# Task to carry out
Can you reproduce every one of the records below verbatim, keeping each line unchanged?

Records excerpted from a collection
= = = = =
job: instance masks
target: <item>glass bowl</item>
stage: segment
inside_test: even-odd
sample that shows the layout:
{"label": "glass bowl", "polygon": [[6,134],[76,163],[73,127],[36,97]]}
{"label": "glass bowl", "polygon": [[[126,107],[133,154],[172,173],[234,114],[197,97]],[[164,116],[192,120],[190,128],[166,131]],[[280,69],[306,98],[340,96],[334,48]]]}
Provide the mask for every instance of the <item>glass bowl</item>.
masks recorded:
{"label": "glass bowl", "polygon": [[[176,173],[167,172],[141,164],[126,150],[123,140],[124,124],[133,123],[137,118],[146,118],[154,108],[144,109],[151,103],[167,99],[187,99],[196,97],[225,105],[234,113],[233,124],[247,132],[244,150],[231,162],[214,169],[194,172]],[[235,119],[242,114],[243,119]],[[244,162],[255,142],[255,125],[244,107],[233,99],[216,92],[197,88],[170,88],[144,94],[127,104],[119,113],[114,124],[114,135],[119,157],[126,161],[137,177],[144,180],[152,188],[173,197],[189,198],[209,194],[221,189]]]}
= = = = =
# Response for this exercise
job: instance masks
target: <item>glass bowl</item>
stage: segment
inside_test: even-odd
sample that shows the layout:
{"label": "glass bowl", "polygon": [[6,134],[76,163],[73,127],[36,97]]}
{"label": "glass bowl", "polygon": [[[126,107],[133,154],[172,173],[234,114],[197,97]],[[164,116],[192,120],[190,128],[166,131]],[[280,69],[306,98],[340,96],[334,48]]]}
Provide the mask for every instance of the <item>glass bowl</item>.
masks recorded:
{"label": "glass bowl", "polygon": [[[176,173],[167,172],[141,164],[126,150],[123,140],[124,124],[133,123],[137,118],[146,118],[154,108],[144,109],[151,103],[167,99],[187,99],[196,97],[225,105],[234,113],[233,124],[247,132],[244,150],[231,162],[214,169],[194,172]],[[235,119],[242,114],[243,119]],[[244,162],[255,142],[255,125],[244,107],[233,99],[216,92],[197,88],[170,88],[144,94],[127,104],[119,113],[114,124],[114,135],[119,157],[126,161],[137,177],[144,180],[152,188],[173,197],[189,198],[209,194],[221,189]]]}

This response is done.